◆ Stated task: Repeat each of the rows below word for word, keeping every line in its original order.

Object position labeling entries
____________________

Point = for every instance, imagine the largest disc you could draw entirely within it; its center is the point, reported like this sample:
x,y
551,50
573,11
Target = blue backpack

____________________

◆ Written answer:
Point = for every instance, imagine the largest disc you could draw entirely within it; its center is the point, reported like this sample:
x,y
551,50
573,11
Target = blue backpack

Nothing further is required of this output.